◆ EXERCISE OBJECTIVE: Would you copy each line of the data below that has "stick"?

##### GIVEN INFORMATION #####

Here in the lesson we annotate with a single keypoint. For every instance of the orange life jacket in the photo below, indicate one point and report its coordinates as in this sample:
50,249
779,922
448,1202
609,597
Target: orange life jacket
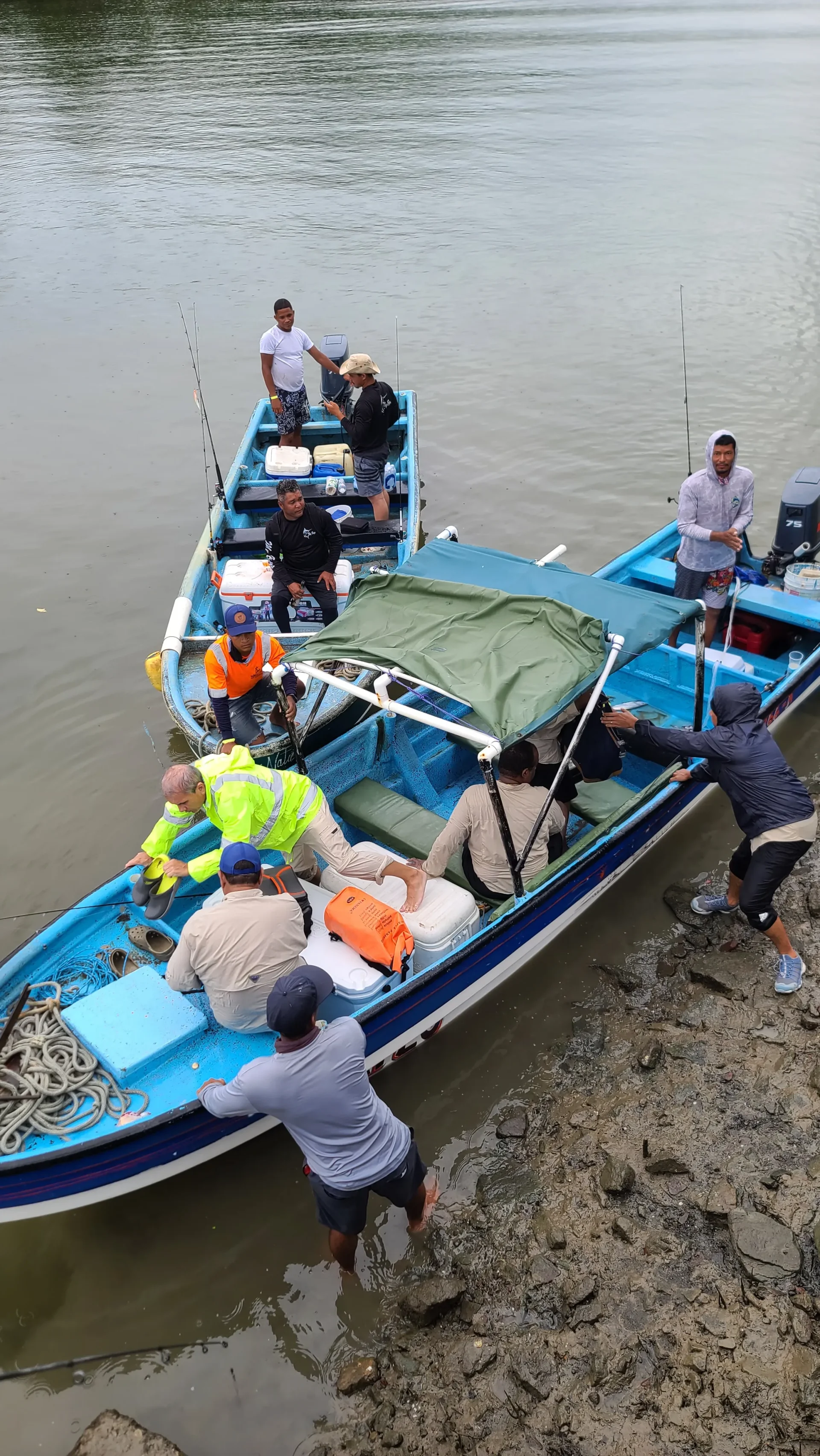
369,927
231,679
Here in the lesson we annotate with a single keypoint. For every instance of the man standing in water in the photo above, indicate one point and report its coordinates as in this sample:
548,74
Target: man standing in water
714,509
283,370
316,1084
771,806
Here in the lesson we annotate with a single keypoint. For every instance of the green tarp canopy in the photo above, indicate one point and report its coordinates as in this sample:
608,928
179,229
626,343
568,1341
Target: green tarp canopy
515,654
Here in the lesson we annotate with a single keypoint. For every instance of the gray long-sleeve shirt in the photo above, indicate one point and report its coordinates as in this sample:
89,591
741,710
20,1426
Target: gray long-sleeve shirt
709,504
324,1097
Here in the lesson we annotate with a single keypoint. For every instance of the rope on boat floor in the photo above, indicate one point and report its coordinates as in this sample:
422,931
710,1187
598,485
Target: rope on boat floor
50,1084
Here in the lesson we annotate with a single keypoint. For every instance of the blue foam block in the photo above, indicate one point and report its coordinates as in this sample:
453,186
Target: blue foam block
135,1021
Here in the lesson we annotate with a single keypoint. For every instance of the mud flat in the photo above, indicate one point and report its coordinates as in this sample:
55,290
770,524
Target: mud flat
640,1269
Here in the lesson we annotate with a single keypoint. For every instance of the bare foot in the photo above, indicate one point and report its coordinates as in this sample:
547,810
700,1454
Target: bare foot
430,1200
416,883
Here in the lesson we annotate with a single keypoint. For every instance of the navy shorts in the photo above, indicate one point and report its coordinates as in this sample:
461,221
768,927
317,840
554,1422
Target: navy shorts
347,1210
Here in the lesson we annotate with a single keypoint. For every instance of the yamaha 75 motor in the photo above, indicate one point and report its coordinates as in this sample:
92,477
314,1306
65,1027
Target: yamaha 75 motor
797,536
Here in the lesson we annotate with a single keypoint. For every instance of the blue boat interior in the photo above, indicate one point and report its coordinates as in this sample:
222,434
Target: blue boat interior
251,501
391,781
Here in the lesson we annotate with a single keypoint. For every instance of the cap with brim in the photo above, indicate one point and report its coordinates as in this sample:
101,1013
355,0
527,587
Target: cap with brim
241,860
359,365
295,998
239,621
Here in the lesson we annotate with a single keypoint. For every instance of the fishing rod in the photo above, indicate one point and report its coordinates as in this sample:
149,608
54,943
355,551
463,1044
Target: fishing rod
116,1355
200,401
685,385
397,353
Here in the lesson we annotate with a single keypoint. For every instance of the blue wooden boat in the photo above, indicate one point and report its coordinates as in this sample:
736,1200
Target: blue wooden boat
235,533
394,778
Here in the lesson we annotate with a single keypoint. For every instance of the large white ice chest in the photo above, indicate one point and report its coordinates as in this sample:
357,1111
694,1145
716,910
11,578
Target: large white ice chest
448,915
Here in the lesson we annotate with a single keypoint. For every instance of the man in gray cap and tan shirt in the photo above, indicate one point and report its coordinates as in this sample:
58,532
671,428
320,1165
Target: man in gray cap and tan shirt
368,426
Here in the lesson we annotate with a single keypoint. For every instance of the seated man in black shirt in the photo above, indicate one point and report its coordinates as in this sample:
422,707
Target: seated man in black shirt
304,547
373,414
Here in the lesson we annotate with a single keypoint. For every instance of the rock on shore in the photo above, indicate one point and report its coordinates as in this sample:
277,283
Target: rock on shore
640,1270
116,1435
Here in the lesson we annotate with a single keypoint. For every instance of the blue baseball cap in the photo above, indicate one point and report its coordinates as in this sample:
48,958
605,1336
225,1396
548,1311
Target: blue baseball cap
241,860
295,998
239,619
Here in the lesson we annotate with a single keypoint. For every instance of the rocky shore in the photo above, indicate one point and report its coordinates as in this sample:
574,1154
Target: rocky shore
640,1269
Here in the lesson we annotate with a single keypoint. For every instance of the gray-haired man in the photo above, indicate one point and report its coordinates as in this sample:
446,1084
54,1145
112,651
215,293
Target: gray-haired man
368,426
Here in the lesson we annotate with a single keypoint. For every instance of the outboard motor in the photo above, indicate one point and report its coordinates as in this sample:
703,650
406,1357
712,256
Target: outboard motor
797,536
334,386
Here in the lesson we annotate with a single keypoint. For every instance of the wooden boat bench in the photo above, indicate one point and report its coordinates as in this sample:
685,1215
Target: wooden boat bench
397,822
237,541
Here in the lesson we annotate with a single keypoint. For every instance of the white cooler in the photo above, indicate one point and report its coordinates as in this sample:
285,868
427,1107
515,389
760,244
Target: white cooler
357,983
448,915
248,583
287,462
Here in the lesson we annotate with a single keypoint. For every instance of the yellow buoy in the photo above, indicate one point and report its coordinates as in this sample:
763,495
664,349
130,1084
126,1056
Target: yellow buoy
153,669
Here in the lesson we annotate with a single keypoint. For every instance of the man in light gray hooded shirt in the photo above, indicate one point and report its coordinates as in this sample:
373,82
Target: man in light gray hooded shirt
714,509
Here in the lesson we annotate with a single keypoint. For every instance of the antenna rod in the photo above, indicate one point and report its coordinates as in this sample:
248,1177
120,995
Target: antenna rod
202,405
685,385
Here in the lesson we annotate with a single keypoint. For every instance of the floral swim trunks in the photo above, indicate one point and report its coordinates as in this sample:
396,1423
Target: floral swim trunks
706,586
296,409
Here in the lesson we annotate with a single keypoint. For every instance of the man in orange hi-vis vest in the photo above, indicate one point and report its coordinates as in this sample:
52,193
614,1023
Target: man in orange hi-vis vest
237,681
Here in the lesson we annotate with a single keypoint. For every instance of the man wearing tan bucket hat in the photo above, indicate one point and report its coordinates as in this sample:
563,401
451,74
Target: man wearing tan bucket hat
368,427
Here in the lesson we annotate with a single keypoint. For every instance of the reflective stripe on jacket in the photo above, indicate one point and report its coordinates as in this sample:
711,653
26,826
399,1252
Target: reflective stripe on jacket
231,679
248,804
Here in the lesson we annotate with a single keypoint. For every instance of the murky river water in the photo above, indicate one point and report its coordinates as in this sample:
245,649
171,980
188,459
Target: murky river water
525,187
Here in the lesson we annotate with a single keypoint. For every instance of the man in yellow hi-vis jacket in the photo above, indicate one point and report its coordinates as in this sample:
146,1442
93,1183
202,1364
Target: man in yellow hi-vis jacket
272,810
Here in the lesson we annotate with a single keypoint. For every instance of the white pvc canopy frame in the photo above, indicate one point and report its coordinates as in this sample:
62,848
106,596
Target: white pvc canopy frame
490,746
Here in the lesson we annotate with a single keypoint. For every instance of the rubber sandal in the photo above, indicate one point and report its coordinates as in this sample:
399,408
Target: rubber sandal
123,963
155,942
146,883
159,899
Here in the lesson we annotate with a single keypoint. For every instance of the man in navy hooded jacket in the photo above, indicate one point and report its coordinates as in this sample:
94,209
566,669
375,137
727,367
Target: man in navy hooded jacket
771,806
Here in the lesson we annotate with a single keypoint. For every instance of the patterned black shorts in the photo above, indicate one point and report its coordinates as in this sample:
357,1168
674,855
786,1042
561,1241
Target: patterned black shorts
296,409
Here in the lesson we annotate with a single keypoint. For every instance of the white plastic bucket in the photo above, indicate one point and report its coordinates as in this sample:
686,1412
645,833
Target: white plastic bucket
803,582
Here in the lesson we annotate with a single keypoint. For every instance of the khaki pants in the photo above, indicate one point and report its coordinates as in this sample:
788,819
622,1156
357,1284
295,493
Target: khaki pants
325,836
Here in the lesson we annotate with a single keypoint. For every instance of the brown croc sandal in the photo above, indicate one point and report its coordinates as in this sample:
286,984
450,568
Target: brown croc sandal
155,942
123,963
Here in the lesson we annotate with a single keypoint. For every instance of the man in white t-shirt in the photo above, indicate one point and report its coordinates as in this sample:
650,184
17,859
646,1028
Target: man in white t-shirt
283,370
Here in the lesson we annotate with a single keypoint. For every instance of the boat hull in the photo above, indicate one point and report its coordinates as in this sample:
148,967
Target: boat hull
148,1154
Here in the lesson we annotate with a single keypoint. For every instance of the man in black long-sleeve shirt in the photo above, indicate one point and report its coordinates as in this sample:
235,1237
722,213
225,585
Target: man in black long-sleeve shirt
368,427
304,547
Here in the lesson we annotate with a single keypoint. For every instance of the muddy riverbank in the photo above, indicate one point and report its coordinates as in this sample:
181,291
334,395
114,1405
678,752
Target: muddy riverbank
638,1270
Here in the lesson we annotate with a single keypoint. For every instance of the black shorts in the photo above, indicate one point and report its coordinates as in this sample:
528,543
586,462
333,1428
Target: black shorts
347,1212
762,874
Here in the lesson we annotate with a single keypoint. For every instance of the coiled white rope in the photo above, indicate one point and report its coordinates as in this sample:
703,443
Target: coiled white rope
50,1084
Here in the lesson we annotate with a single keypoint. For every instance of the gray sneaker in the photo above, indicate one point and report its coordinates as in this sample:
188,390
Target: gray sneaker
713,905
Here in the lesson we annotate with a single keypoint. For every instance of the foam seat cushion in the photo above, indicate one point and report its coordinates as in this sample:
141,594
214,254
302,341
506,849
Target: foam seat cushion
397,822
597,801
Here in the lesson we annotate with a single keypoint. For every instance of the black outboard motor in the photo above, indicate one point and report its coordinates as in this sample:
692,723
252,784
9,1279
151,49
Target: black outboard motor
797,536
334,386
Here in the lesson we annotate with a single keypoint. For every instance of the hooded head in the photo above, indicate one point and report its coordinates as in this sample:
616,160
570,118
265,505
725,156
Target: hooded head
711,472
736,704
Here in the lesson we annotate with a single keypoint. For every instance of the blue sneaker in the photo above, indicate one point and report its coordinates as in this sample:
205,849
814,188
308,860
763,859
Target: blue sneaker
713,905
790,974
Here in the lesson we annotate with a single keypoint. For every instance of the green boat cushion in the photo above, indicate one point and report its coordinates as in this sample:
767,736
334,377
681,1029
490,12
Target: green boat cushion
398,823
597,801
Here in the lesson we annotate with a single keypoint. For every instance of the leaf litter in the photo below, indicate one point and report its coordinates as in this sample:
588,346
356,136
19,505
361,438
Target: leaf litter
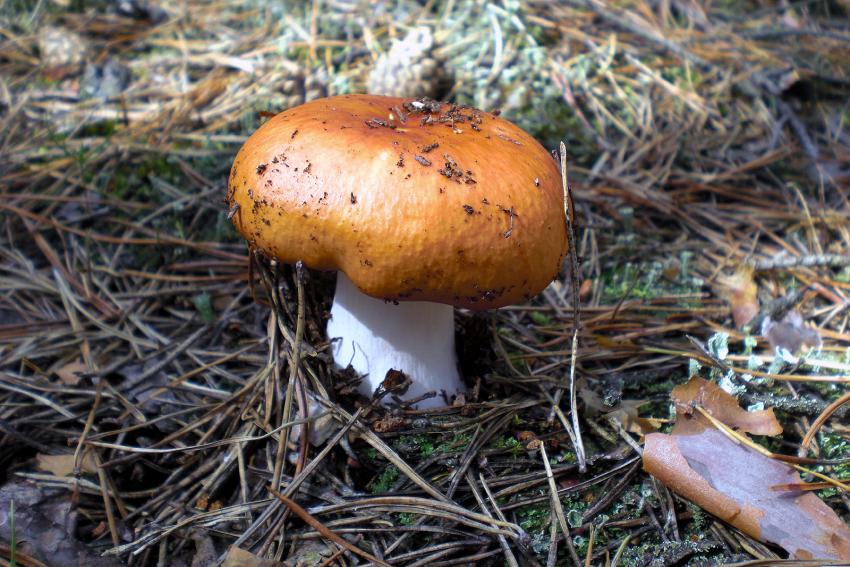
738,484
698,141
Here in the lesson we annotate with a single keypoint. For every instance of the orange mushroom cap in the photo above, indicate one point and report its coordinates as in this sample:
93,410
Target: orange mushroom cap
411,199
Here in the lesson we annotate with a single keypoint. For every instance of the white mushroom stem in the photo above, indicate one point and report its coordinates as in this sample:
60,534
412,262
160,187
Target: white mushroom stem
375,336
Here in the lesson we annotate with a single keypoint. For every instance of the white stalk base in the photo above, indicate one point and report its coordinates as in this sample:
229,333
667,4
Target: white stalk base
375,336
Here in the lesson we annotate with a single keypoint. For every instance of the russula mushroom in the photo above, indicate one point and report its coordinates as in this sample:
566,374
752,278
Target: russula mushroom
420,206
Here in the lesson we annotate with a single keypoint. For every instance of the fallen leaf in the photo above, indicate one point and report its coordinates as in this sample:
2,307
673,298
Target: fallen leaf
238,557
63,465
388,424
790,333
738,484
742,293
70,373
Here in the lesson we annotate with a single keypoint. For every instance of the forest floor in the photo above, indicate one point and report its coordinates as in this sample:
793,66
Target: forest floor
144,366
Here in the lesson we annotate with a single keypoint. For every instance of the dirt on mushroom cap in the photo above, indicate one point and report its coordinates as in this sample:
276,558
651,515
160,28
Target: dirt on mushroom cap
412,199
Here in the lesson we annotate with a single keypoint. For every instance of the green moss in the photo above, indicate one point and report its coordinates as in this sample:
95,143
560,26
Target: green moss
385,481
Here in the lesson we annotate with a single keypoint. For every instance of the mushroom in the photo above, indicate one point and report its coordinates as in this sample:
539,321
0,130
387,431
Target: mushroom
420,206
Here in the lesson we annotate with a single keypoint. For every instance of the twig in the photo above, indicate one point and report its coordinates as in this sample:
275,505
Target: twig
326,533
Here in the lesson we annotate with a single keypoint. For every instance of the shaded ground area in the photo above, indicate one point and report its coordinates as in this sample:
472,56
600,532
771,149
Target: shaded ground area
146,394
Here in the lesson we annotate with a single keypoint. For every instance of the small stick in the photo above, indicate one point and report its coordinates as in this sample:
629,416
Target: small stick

#####

◆ RESPONSE TO THE EXERCISE:
Here in the lesson we annotate with a single keypoint. For every instance of the small stick in the photo above, indicate one point and report its coordinates as in this sample:
Target: small stick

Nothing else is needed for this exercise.